_Task to carry out_.
Your answer is to be every line of the material that includes the string "instance".

_Information provided_.
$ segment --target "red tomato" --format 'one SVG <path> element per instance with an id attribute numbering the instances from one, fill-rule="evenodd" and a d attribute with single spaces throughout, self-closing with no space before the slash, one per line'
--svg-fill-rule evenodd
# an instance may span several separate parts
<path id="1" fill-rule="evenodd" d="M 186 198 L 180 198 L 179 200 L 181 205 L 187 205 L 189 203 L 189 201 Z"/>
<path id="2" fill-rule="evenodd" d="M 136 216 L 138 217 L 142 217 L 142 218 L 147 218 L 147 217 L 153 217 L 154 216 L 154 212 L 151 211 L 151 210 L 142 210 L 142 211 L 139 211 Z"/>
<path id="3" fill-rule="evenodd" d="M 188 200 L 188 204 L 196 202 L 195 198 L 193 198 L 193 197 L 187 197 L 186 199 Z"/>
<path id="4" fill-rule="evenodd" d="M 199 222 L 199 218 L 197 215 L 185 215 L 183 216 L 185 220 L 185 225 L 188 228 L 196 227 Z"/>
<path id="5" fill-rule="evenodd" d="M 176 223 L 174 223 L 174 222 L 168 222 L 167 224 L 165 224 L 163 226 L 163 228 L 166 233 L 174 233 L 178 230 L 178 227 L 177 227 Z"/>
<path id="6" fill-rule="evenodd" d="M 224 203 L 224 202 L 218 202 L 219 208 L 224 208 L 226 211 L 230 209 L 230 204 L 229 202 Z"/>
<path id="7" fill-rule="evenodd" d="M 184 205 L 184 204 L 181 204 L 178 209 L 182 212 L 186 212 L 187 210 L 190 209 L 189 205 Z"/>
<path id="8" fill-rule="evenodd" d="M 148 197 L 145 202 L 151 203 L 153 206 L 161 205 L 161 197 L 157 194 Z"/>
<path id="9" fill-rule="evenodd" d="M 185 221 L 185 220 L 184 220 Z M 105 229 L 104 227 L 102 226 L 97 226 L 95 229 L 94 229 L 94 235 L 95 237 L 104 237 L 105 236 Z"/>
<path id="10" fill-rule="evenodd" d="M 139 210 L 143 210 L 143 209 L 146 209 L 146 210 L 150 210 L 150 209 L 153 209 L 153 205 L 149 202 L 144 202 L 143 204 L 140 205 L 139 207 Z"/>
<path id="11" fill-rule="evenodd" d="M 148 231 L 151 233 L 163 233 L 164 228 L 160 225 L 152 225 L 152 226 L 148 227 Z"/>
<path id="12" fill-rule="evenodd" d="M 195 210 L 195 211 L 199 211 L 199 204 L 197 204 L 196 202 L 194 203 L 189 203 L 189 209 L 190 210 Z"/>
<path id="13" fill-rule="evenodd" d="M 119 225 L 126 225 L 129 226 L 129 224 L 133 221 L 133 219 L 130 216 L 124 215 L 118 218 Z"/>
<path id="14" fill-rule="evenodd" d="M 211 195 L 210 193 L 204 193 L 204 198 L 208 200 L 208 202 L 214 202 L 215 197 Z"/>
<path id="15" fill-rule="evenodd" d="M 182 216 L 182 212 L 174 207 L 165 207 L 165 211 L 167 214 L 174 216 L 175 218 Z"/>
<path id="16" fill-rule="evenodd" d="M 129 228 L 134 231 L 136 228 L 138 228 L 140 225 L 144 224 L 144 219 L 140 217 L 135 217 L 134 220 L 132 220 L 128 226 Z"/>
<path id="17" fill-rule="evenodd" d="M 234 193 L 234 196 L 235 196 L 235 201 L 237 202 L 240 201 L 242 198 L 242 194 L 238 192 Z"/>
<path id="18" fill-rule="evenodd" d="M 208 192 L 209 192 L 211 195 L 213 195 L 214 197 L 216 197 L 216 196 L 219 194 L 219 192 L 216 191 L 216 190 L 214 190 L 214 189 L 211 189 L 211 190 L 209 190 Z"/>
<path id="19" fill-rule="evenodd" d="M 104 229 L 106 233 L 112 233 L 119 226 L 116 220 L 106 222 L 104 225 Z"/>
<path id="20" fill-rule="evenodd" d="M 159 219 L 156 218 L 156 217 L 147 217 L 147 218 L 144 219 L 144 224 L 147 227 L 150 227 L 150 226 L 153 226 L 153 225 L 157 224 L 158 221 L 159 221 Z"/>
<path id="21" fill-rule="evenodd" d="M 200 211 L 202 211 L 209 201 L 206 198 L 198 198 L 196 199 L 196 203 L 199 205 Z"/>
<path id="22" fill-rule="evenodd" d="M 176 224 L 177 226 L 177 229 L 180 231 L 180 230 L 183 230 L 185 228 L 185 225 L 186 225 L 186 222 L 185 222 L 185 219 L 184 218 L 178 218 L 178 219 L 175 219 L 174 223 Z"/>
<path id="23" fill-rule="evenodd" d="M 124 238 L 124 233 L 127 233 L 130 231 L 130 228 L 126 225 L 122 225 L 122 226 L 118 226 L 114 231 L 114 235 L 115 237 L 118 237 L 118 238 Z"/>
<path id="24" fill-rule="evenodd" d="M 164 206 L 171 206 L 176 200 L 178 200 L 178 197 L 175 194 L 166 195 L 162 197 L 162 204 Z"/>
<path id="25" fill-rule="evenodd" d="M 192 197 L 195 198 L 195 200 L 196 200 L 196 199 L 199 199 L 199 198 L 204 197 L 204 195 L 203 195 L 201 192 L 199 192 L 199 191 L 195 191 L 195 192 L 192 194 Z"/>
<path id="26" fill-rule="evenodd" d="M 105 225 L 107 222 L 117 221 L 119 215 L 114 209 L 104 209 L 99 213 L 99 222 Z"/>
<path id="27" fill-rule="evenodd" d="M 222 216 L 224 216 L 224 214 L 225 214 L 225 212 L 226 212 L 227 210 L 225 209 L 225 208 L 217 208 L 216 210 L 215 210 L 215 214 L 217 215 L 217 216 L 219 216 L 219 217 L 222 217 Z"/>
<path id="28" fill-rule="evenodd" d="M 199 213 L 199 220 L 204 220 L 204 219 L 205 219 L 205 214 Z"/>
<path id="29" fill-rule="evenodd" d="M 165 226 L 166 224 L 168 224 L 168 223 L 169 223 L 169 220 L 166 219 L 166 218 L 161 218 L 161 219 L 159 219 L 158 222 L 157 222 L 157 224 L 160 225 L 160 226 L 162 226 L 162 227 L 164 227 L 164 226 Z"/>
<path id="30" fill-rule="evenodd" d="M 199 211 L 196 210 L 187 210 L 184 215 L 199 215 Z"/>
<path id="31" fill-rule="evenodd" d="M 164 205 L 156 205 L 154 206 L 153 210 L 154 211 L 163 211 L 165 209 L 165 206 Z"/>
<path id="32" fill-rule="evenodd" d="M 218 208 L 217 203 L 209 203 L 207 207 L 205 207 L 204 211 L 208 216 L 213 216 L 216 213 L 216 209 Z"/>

_Solution to this exercise_.
$ segment --target "red tomato" --format 'one SVG <path> element per instance with an id attribute numbering the instances from one, fill-rule="evenodd" and a d attribute with single spaces throughout, self-closing with no space before the slash, one per line'
# an instance may span several separate parts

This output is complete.